------ Materials provided
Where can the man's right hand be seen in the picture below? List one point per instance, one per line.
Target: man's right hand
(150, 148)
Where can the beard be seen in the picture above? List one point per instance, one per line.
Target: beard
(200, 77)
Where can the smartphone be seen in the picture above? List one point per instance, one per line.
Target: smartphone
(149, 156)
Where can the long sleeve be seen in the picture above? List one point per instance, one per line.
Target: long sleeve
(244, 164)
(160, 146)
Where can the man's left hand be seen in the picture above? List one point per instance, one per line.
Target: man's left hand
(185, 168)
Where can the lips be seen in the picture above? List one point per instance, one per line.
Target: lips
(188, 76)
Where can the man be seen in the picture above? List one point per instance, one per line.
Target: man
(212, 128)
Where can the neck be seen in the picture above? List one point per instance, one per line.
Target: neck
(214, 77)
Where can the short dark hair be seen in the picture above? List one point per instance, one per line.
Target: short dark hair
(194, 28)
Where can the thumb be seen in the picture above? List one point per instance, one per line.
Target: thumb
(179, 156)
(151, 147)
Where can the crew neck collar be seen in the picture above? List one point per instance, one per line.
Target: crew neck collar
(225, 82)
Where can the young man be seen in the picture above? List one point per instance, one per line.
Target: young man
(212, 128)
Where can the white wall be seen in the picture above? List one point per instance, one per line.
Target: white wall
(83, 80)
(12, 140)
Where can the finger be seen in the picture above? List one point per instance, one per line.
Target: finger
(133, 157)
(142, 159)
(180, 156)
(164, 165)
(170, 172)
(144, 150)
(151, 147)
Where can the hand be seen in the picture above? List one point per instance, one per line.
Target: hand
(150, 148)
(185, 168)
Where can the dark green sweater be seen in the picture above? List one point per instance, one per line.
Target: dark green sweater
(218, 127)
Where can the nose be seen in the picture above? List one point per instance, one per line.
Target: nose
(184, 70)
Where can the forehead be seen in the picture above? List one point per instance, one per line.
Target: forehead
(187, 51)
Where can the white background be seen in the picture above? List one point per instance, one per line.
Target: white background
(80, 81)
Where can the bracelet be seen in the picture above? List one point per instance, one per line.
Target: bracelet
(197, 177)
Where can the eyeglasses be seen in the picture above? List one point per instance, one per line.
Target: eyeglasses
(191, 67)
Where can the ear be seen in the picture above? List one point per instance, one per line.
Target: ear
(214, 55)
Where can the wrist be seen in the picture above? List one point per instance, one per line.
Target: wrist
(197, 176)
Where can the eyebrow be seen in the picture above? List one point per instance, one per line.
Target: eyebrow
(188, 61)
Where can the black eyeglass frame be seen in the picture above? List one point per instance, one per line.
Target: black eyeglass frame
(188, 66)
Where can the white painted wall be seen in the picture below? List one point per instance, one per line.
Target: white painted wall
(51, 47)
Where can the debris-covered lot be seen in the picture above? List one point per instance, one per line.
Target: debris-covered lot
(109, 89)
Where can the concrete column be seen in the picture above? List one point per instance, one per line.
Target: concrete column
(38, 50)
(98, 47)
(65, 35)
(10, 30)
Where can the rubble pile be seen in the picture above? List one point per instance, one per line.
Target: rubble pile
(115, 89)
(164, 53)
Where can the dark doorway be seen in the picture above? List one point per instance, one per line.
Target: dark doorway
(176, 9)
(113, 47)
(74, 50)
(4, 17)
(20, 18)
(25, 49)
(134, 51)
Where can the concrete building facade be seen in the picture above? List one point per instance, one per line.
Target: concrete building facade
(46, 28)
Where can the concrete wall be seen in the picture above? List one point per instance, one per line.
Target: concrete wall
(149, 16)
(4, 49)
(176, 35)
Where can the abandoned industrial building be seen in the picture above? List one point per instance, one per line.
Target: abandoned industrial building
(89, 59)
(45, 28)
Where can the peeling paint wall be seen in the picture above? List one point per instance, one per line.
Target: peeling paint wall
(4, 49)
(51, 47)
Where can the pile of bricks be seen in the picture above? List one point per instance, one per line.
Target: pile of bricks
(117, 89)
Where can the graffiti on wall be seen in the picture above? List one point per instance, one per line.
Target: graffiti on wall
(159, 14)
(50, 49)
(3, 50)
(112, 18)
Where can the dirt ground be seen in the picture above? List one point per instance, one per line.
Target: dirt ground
------------
» Description of the task
Every one of the records is to be copied word for word.

» Answer to this task
Where can the man's right hand be seen in the picture below? List one point per instance, one per line.
Target: man's right hand
(150, 148)
Where can the beard be seen in the picture above? List one point per instance, one per line.
Target: beard
(200, 77)
Where can the smartphone be seen in the picture above? List one point per instance, one per line.
Target: smartphone
(149, 156)
Where can the long sleeve be seen in the picture above? List one point per instance, one per line.
Target: long sleeve
(244, 164)
(160, 146)
Where can the man's left hand be seen in the picture above? List one point per instance, one per line.
Target: man's left hand
(185, 168)
Where can the lips be seen in the picture above? List one point per instance, one per line.
Target: lips
(188, 76)
Where can the man be seen in the picture above? List one point per instance, one per line.
Target: man
(212, 128)
Where can the neck be seen in the picture above? List one point per instance, one per line.
Target: neck
(214, 77)
Where can the short dark hair be seen in the picture above? List one point per instance, one per line.
Target: short dark hair
(194, 28)
Where can the thumb be seen in the picture above? List one point per instance, one per line.
Target: thumb
(179, 156)
(151, 147)
Where can the crew neck collar be seen in the picture above? List one point per instance, one per line.
Target: crew neck collar
(225, 82)
Where can the young man be seen in the picture above? List one point per instance, one per line.
Target: young man
(212, 128)
Where can the white wall be seen in the picture above? List one point per instance, one per line.
Target: white wall
(83, 80)
(12, 140)
Where can the finger be seen in the picture above? List one point per instance, one per line.
Target: finger
(133, 157)
(142, 159)
(180, 156)
(164, 165)
(170, 172)
(144, 150)
(151, 147)
Where can the hand be seen in the picture above? List one point per instance, one per line.
Target: hand
(150, 148)
(185, 168)
Where can the dark green sweater be seen in the picture above? List one point per instance, one per line.
Target: dark green sweater
(218, 127)
Where can the nose be seen in the picture above? List one point per instance, one per line.
Target: nose
(184, 70)
Where can the forehead be seen in the picture above? List one point per instance, one per line.
Target: forehead
(187, 51)
Where can the white background be seen in the picture above? List one point per instance, one per line.
Target: white background
(80, 81)
Where can the bracelet be seen in the picture above? List one point per instance, one per line.
Target: bracelet
(197, 177)
Where can the eyeglasses be seen in the picture above? List one point per instance, one per line.
Target: eyeglasses
(191, 67)
Where can the ear be seen in the picture above? List one point per instance, one per line.
Target: ear
(214, 55)
Where can the wrist be seen in the picture above? List one point per instance, one per line.
Target: wrist
(197, 176)
Where can the eyebrow be seen in the picture above? List one point per instance, one per line.
Target: eyebrow
(188, 61)
Where can the black eyeglass frame be seen in the picture above? List one point per instance, one per line.
Target: black eyeglass frame
(188, 66)
Where can the white painted wall be seen in the picture below? List one point per instance, one per line.
Target: white painted wall
(51, 47)
Where can the debris-covered lot be seen in the picture above? List one point per instance, one per line.
Target: debris-covered lot
(109, 89)
Where can the concrete column be seen in the picture above? List one point per instance, one per line.
Target: concrete column
(38, 50)
(98, 47)
(65, 35)
(10, 30)
Where can the rubble pile be seen in the picture above? List one point per instance, one per line.
Target: rubble pile
(115, 89)
(164, 53)
Where can the dark doorway be seen in the picture above? List one point per instance, one per line.
Target: dark doorway
(176, 9)
(113, 47)
(74, 50)
(4, 17)
(20, 18)
(25, 49)
(134, 51)
Where can the concrete building facade be seen in the picture above? List one point per instance, one per line.
Target: concrete building facade
(46, 28)
Where can the concrete wall be seen in the picture above? List one point per instance, one per line.
Target: concrete wall
(149, 16)
(4, 49)
(176, 35)
Where can the abandoned industrial building be seen in the picture above? List one point per instance, one per line.
Target: abandoned industrial building
(89, 59)
(45, 28)
Where can the peeling paint wall be seen in the picture above? List one point per instance, one per line.
Target: peeling paint wall
(4, 49)
(51, 47)
Where can the pile of bricks be seen in the picture above? List one point per instance, one per line.
Target: pile of bricks
(117, 89)
Where can the graffiti on wall be seen in the picture above? List one point per instance, one per line.
Target: graffiti on wall
(159, 14)
(50, 49)
(3, 50)
(112, 18)
Where can the dirt ground be seen in the picture above? List one point per instance, one per line.
Target: dirt ground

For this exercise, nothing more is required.